TASK MATERIAL:
-------

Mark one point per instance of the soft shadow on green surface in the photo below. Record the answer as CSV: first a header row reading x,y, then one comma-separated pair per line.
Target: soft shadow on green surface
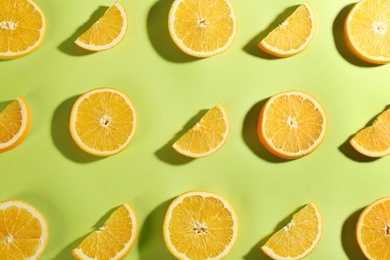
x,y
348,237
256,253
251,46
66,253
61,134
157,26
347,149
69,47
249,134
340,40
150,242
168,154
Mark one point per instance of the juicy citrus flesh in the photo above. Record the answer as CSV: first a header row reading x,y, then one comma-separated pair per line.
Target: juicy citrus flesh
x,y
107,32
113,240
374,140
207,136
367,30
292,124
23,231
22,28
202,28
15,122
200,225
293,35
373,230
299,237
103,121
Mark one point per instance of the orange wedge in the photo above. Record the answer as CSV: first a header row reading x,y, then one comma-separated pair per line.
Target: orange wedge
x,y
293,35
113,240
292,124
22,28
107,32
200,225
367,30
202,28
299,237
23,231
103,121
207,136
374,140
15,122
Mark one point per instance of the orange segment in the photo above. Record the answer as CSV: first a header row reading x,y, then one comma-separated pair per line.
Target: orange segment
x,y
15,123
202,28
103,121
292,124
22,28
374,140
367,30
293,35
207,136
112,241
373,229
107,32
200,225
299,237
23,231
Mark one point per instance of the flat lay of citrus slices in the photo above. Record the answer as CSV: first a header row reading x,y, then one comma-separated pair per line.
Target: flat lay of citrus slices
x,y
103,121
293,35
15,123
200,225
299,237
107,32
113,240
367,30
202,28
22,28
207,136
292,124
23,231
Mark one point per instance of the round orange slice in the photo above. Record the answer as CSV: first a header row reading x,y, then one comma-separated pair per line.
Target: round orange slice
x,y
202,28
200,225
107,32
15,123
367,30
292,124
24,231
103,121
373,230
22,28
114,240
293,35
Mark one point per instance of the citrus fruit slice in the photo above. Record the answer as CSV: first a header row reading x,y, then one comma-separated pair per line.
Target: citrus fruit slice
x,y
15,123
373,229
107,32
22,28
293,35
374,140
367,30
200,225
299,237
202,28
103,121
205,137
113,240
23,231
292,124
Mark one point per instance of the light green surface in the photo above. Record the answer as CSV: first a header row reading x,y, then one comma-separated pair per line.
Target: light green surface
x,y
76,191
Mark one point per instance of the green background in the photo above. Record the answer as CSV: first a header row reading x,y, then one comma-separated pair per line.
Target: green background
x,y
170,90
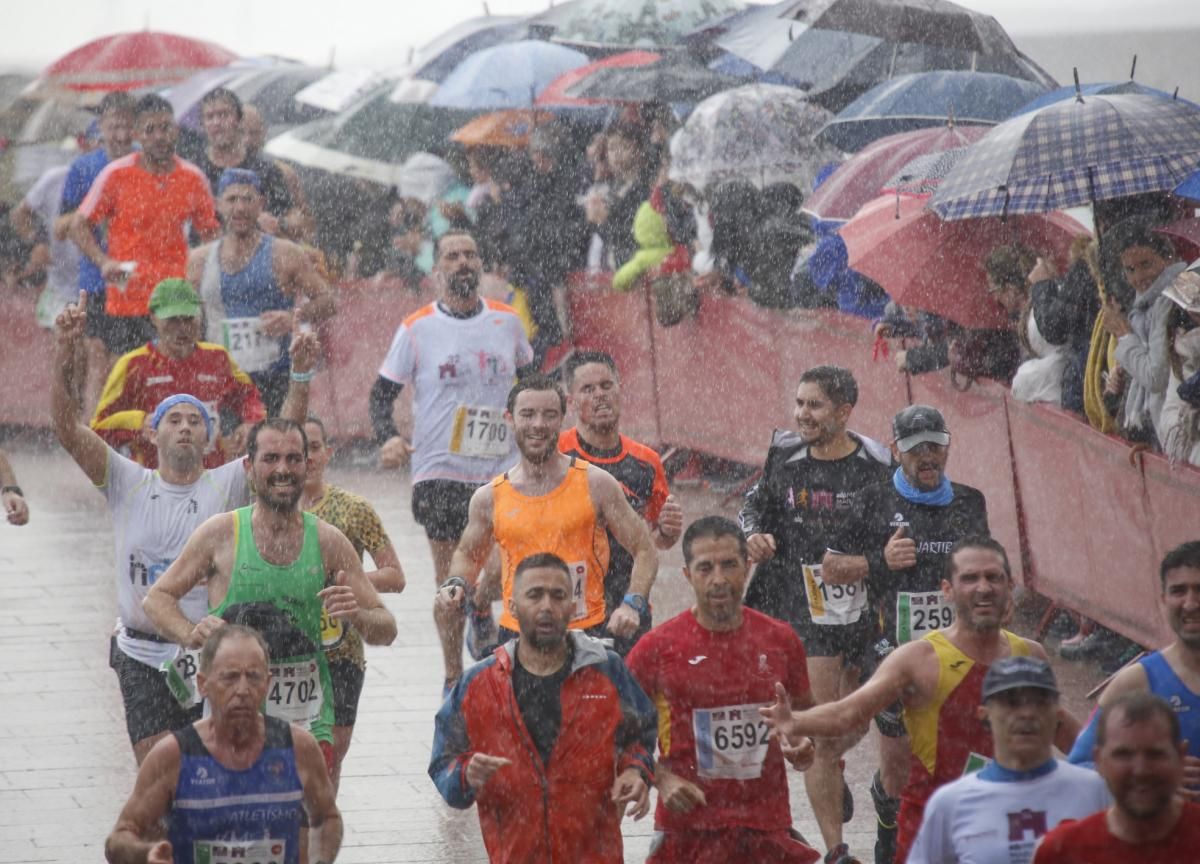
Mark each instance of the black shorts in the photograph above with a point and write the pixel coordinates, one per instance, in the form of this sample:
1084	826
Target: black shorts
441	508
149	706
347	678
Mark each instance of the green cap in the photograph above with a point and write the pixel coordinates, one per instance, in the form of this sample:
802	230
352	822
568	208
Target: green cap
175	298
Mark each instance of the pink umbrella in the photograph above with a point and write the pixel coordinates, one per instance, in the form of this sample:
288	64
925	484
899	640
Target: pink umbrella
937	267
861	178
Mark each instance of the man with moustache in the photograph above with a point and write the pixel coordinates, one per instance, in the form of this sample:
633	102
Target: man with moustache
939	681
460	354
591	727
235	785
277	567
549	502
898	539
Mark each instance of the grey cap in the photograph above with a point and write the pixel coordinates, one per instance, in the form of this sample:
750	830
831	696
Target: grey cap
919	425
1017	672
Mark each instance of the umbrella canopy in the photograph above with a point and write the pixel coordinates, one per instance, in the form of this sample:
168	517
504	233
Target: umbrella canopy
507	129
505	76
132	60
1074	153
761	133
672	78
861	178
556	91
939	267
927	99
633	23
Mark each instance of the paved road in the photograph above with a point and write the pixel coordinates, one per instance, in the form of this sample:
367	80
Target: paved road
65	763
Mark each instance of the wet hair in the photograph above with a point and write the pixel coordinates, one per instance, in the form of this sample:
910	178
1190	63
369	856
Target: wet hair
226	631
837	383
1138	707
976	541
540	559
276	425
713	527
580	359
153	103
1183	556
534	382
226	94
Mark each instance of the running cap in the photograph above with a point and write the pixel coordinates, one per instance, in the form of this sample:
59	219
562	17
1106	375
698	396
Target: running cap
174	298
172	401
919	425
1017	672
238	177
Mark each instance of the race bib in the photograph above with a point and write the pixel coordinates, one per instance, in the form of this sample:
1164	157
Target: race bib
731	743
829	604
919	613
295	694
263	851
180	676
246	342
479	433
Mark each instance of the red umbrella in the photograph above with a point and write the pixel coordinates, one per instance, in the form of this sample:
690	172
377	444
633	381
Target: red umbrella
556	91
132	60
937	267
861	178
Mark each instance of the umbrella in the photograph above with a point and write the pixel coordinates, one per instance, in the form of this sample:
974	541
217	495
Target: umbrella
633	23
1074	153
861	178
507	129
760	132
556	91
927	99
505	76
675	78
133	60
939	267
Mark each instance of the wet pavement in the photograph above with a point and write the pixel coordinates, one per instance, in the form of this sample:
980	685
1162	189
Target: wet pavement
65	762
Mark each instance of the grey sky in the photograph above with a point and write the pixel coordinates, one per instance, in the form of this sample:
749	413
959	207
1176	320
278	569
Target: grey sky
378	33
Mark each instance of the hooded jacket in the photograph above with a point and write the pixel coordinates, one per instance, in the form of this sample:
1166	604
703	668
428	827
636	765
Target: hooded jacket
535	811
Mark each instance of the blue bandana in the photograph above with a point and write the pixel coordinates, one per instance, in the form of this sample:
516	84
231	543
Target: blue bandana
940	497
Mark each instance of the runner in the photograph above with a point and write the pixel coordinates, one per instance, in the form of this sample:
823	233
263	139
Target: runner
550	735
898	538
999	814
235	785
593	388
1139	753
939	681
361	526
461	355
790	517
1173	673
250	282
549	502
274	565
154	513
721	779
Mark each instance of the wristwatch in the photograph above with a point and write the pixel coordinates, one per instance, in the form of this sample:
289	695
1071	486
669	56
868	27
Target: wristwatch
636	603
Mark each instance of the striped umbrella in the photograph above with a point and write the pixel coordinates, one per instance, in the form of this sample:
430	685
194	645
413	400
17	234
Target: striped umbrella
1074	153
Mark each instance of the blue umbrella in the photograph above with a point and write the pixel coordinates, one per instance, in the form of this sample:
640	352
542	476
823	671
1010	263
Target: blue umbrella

-------

SHORT PROBLEM:
Leave out the pictures and print every line of the data exactly.

COMPLETED TASK:
Mark one point per instance of the soft shadow on green surface in the photo below. Record the answer as CSV: first a header row reading x,y, then one comma-separated pair per line.
Target: soft shadow on green surface
x,y
348,237
256,253
251,46
66,253
61,134
157,26
347,149
69,47
249,134
340,40
150,242
168,154
Mark one point per instance of the juicy citrus flesh in the photo above. Record the answer as CSV: first a header row reading x,y, then one comma-separated pair per line.
Target: juicy citrus flesh
x,y
107,32
113,240
374,140
207,136
367,30
292,124
23,231
22,28
202,28
15,122
200,225
293,35
373,230
299,237
103,121
Mark one point per instance of the orange wedge in the photo above. Record the answer as CSV: first a header row reading x,y, then one comma-separated pair per line.
Target: orange wedge
x,y
293,35
113,240
292,124
22,28
107,32
200,225
367,30
202,28
299,237
23,231
103,121
207,136
374,140
15,122
Mark one point per instance of the orange segment in the photo above. Record the answer as CSV: first a header row reading x,y, then one comma-separated pair per line.
Target: orange segment
x,y
15,123
202,28
103,121
292,124
22,28
374,140
367,30
293,35
207,136
112,241
373,229
107,32
200,225
299,237
23,231
Mark one point per instance of the flat lay of citrus slices in the photo above. Record the answer as CSV: first a header row reading x,y, then one comma-separated pair per line.
Target: flat lay of citrus slices
x,y
103,121
293,35
15,123
200,225
299,237
107,32
113,240
367,30
202,28
22,28
207,136
292,124
23,231
Mark one point per instance of the round orange slice in the photo above. Record the answer as CSV: first a header row reading x,y, then one comma-separated pair per line.
Target: round orange slice
x,y
202,28
200,225
107,32
15,123
367,30
292,124
24,231
103,121
373,230
22,28
114,240
293,35
Mark one point per instance of the citrus fruit slice in the photo above. Record the answer as CSV: first a header row reading x,y, then one comma-separated pair per line.
Target: citrus fruit slice
x,y
15,123
373,229
107,32
22,28
293,35
374,140
367,30
200,225
299,237
202,28
103,121
205,137
113,240
23,231
292,124
Mark one point per instance of the light green surface in the photo above. Record the answer as CSV: first a header row reading x,y, then one comma-separated pair per line.
Target: light green surface
x,y
76,191
Mark one point per instance of the green background in the photo above. Record the answer as CSV: first a header row reading x,y, then one comma-separated pair per line.
Target: green background
x,y
170,90
Mark each instance of the black shorts in the photograph above with a point and write the pixel coordinates, one per instance, in the form of this sample:
1084	826
Target: black shorts
441	508
149	706
347	678
Mark each instance of the green cap in the photograph above with a point and write the pixel coordinates, one per instance, in the form of this sample:
802	230
352	822
568	208
Target: green cap
175	298
Mark each instance of the pink umbrella in the photograph above with a point and write the pixel coordinates, one per instance, in the form of this sample:
288	64
925	484
899	640
Target: pink umbrella
937	267
861	178
Mark each instance of the man with moustache in the photograph above with a point and write the pixel coordinates, one per instance, in the form of this sample:
633	102
Target: man with moustache
939	681
460	354
591	727
235	785
277	567
549	502
898	539
Mark each instance of the grey cap in the photograph above with a point and write the pixel coordinates, one per instance, in the form of this sample:
750	830
831	696
Target: grey cap
919	425
1017	672
Mark each instance of the umbrella canopy in the photograph above with a point and write the pixel coordinates, one per instance, in the form of this sample:
168	517
504	233
Target: umbrella canopy
507	129
505	76
132	60
1074	153
761	133
672	78
861	178
556	91
939	267
927	99
633	23
Mark each instance of the paved road in the photograph above with a point and write the pixel coordinates, one per instance, in the form of this sample:
367	80
Target: paved road
65	763
Mark each instance of the wet hair in the photograph above with a point and write the pixel coordinates, one per instance, in the form of this sample:
910	178
1190	63
369	856
Target: wet hair
226	631
837	383
1138	707
976	541
540	559
276	425
713	527
580	359
153	103
1183	556
534	382
226	94
Mark each instance of the running cap in the photograph above with a point and write the pixel coordinates, one per instance, in the form of this sample:
59	219
562	17
1106	375
698	396
Target: running cap
174	298
172	401
919	425
1017	672
238	177
Mark each instance of the race bib in the photograph above with a point and write the pixel coordinates, one per instance, in the form of this sample:
1164	157
Target: race bib
731	743
829	604
919	613
295	694
263	851
180	676
246	342
479	433
Mark each instance of the red umbrella in the photograph above with a point and write the pixel coordinates, one per instance, in the form of this sample:
690	172
377	444
633	381
Target: red umbrella
556	91
132	60
937	267
861	178
Mark each instance of the umbrella in the photograph above with a point and write the pixel coordinates, one per instance, in the form of this sample:
974	541
217	495
Target: umbrella
633	23
1074	153
861	178
507	129
760	132
556	91
927	99
505	76
675	78
133	60
939	267
Mark each instance of the wet pavement in the photograph above with a point and write the pixel coordinates, one per instance, in the form of this sample:
980	685
1162	189
Target: wet pavement
65	762
Mark each instance of the grey sky in the photograph above with a point and write the pixel coordinates, one per instance, in the form of this sample:
749	413
959	207
1176	320
278	569
Target: grey sky
378	33
Mark each instance of the hooded jacket in the photograph above with a point and write the pixel coordinates, one per instance, in the form of this sample:
1166	604
703	668
428	827
636	765
Target: hooded jacket
535	811
Mark each instance of the blue bandana in the photograph above with a point and write the pixel coordinates, one per instance, in the form of this sample:
516	84
231	543
Target: blue bandana
940	497
Mark each instance of the runner in the photograph above with a point and write the pixel coordinates, one per instance, in the form of this sample:
823	233
263	139
Target: runner
550	735
898	538
999	814
235	785
593	388
1139	753
939	681
361	526
461	355
790	517
1173	673
250	282
549	502
274	565
154	513
721	779
Mark each instance of the wristwatch in the photograph above with a point and write the pixel coordinates, one per instance, in the form of this sample:
289	695
1071	486
669	56
868	27
Target: wristwatch
636	603
Mark each instance of the striped umbrella in the photograph above with a point and write the pixel coordinates, one per instance, in the form of this sample:
430	685
194	645
413	400
17	234
Target: striped umbrella
1074	153
Mark each instance of the blue umbrella in the photograph above with a point and write the pixel coordinates, one per instance, in the form of this sample:
640	352
542	476
823	671
1010	263
Target: blue umbrella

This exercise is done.